» **ЧТО НУЖНО СДЕЛАТЬ**
Перепишите дословно записи от строки, содержащей «Target: crowd of people», до самого конца записей. Обе границы включите.

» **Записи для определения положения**
______

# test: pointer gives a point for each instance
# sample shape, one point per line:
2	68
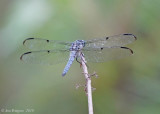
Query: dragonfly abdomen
70	61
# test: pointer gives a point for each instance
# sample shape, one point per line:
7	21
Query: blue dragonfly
95	50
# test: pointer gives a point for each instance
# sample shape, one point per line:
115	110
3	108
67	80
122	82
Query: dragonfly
51	52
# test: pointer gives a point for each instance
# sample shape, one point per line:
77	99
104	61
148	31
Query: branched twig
88	85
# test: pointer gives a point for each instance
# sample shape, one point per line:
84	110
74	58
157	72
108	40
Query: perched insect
94	50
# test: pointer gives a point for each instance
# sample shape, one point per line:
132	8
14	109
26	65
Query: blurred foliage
127	86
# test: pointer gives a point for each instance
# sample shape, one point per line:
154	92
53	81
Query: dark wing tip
63	74
27	39
131	35
24	54
128	49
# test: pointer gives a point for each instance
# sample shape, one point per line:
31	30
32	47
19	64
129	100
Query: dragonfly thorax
77	45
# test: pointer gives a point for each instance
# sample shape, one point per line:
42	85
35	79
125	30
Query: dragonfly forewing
105	54
116	40
46	57
43	44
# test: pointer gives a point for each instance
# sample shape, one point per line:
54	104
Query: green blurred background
127	86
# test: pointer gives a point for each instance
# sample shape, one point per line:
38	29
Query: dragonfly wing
117	40
106	54
47	57
43	44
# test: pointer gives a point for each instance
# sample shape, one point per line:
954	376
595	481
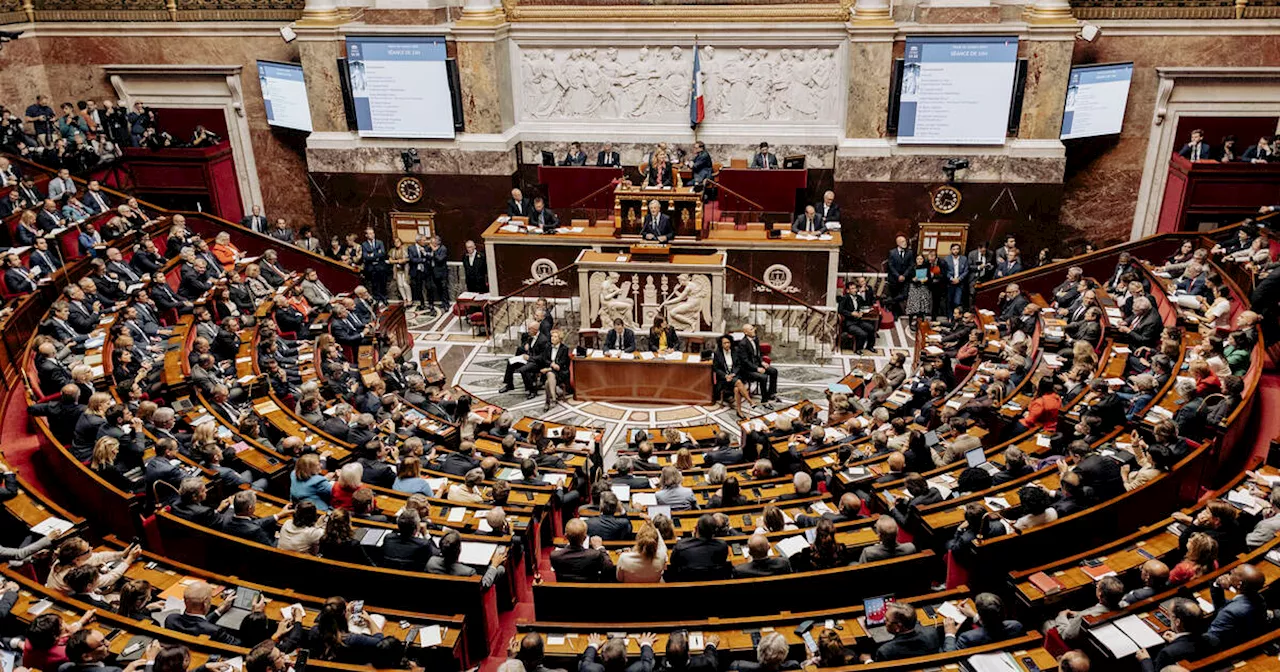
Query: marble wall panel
71	68
1104	174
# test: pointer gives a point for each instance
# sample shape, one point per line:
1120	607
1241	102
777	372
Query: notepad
476	553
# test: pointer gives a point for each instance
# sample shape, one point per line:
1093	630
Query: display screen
284	94
1096	96
956	90
400	87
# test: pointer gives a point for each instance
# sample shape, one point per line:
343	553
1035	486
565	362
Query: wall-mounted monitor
400	86
1096	96
284	94
956	90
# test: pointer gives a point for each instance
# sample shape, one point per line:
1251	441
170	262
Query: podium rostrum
681	204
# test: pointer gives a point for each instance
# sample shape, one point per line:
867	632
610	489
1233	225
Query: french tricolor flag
696	112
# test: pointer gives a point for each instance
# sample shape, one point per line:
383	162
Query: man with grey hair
1143	328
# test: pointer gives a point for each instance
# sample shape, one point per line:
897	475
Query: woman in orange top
223	248
1042	412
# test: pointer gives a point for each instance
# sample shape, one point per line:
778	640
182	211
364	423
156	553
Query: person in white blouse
645	561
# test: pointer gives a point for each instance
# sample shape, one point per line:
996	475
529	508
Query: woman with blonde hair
1201	558
307	484
644	562
103	464
86	428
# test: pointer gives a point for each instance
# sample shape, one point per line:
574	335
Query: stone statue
609	300
690	302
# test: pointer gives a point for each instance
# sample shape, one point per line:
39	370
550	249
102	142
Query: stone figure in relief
609	301
690	302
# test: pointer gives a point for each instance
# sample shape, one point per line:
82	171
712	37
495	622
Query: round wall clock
945	200
410	190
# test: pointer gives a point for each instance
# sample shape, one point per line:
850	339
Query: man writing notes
1197	150
764	158
657	227
519	206
542	218
607	158
827	209
575	156
809	222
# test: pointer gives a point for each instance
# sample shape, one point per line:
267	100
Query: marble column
484	68
319	50
871	65
1048	68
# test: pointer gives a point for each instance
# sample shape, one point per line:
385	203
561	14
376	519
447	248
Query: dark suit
627	344
255	223
764	160
259	530
522	209
703	168
644	664
581	565
407	553
762	567
1201	151
544	219
672	339
475	269
609	528
749	364
828	213
699	560
804	224
657	228
955	268
1237	620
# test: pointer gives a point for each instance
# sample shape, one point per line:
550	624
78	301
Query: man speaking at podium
657	227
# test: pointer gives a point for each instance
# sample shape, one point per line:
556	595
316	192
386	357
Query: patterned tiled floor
470	362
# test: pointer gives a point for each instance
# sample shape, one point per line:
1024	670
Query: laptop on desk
874	609
977	457
241	608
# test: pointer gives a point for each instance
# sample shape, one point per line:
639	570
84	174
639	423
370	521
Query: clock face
946	200
410	190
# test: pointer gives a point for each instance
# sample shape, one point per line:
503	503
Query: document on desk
1114	640
476	553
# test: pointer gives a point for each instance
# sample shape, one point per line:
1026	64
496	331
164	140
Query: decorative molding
1194	91
757	85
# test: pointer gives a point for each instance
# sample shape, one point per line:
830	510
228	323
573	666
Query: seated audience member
887	548
1155	577
613	654
583	560
702	557
909	639
760	563
1070	624
1242	617
771	656
983	625
199	617
645	561
447	562
1185	638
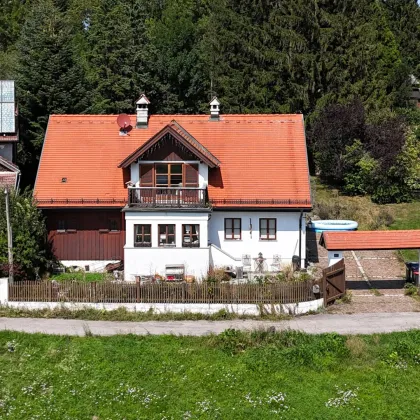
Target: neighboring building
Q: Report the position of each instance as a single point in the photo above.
(188, 190)
(9, 172)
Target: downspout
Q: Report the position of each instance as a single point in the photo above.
(300, 239)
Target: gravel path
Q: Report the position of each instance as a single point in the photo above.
(313, 324)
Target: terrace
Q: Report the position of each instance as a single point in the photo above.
(167, 197)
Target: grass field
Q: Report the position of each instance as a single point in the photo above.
(235, 375)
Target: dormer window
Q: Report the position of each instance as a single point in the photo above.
(169, 175)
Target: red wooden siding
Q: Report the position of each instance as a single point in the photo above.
(170, 150)
(190, 175)
(147, 175)
(87, 234)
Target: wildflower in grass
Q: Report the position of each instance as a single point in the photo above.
(11, 346)
(276, 400)
(344, 397)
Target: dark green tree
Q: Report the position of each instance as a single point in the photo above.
(31, 249)
(49, 78)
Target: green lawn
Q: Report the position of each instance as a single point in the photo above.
(231, 376)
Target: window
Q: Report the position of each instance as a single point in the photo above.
(169, 175)
(113, 225)
(233, 229)
(166, 235)
(142, 235)
(190, 236)
(268, 229)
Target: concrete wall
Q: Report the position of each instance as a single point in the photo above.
(211, 308)
(286, 243)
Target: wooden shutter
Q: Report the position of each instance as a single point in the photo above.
(191, 175)
(146, 175)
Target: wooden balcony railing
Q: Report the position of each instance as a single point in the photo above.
(156, 197)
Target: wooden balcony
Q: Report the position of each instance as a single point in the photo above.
(175, 197)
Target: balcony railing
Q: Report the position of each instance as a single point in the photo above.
(148, 197)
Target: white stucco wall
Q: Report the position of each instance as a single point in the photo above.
(94, 265)
(286, 244)
(147, 261)
(334, 257)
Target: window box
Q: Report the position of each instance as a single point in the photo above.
(268, 229)
(143, 236)
(142, 244)
(233, 229)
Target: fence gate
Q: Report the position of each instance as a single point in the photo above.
(334, 281)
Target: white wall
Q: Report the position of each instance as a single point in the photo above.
(147, 261)
(334, 257)
(286, 243)
(94, 265)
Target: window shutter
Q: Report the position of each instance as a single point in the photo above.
(191, 175)
(146, 175)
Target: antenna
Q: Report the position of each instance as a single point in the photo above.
(123, 120)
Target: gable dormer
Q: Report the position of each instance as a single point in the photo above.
(169, 170)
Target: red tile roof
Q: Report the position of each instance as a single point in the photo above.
(8, 179)
(262, 157)
(9, 173)
(8, 139)
(365, 240)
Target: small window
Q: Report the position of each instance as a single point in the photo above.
(191, 236)
(233, 229)
(142, 235)
(166, 235)
(268, 229)
(113, 225)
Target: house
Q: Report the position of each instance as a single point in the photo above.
(171, 193)
(9, 172)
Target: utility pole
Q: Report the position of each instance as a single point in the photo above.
(9, 237)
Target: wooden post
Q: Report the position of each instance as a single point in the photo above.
(9, 237)
(418, 276)
(138, 289)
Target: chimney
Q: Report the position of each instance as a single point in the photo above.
(142, 111)
(214, 109)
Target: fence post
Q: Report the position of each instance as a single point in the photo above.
(50, 291)
(95, 300)
(138, 289)
(4, 291)
(184, 285)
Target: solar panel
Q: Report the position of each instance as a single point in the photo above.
(7, 106)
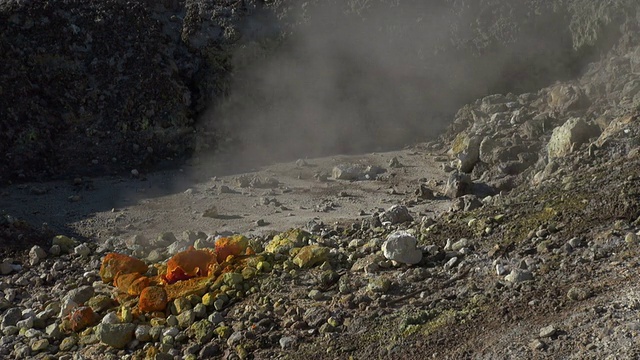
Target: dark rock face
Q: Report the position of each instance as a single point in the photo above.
(101, 87)
(116, 82)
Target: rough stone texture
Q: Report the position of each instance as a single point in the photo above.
(401, 247)
(311, 255)
(396, 214)
(571, 134)
(115, 335)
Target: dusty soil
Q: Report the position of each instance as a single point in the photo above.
(288, 195)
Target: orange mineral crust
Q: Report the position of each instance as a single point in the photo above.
(114, 264)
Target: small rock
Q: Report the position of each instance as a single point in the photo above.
(578, 294)
(65, 243)
(186, 318)
(536, 344)
(36, 254)
(82, 250)
(6, 268)
(379, 285)
(115, 335)
(458, 185)
(235, 338)
(396, 214)
(39, 345)
(143, 333)
(451, 263)
(311, 255)
(11, 317)
(462, 243)
(315, 295)
(287, 342)
(215, 318)
(518, 275)
(548, 331)
(400, 246)
(631, 238)
(68, 343)
(201, 331)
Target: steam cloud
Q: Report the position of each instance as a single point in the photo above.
(351, 77)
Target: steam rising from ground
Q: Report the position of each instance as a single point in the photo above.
(349, 80)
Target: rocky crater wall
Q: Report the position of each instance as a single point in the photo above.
(91, 88)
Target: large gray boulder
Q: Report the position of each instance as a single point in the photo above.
(400, 246)
(570, 135)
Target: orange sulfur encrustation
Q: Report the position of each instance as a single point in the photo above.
(114, 264)
(231, 246)
(132, 284)
(189, 264)
(188, 272)
(153, 298)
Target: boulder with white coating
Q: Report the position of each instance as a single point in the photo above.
(400, 246)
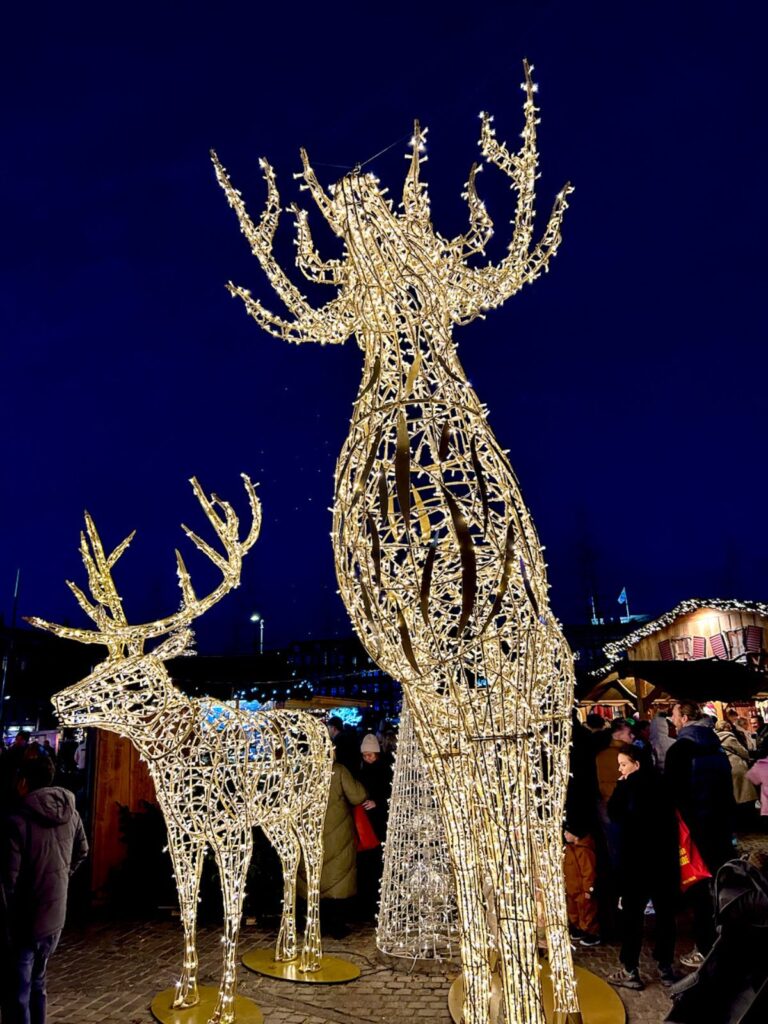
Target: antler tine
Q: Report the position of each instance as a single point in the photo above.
(98, 568)
(260, 238)
(229, 564)
(308, 260)
(415, 196)
(68, 632)
(325, 204)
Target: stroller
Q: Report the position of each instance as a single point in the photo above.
(731, 985)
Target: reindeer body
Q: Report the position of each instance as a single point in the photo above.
(437, 559)
(218, 771)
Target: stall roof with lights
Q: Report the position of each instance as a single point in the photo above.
(701, 649)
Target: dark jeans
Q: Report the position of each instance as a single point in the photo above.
(701, 902)
(634, 900)
(27, 999)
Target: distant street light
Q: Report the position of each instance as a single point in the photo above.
(256, 617)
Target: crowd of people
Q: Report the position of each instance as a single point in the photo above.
(651, 814)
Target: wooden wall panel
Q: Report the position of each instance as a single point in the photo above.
(120, 778)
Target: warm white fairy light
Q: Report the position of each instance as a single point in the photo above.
(218, 772)
(417, 909)
(436, 555)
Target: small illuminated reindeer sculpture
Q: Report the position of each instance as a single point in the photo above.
(218, 772)
(437, 558)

______

» **РЕШЕНИЕ ЗАДАНИЯ**
Target: crowd of people
Q: Report the position of each instance as a single point in the photo above.
(651, 814)
Target: wooden wall panel
Q: Report the position of each instance as a single point in the photo above.
(120, 778)
Target: warm white fairy light
Q: Report the position of each instance as a single point in the photo above.
(218, 772)
(417, 909)
(436, 555)
Target: small illuminated reindeer sculpture
Q: Report the position of each instance as a single point in the photo above.
(218, 772)
(437, 558)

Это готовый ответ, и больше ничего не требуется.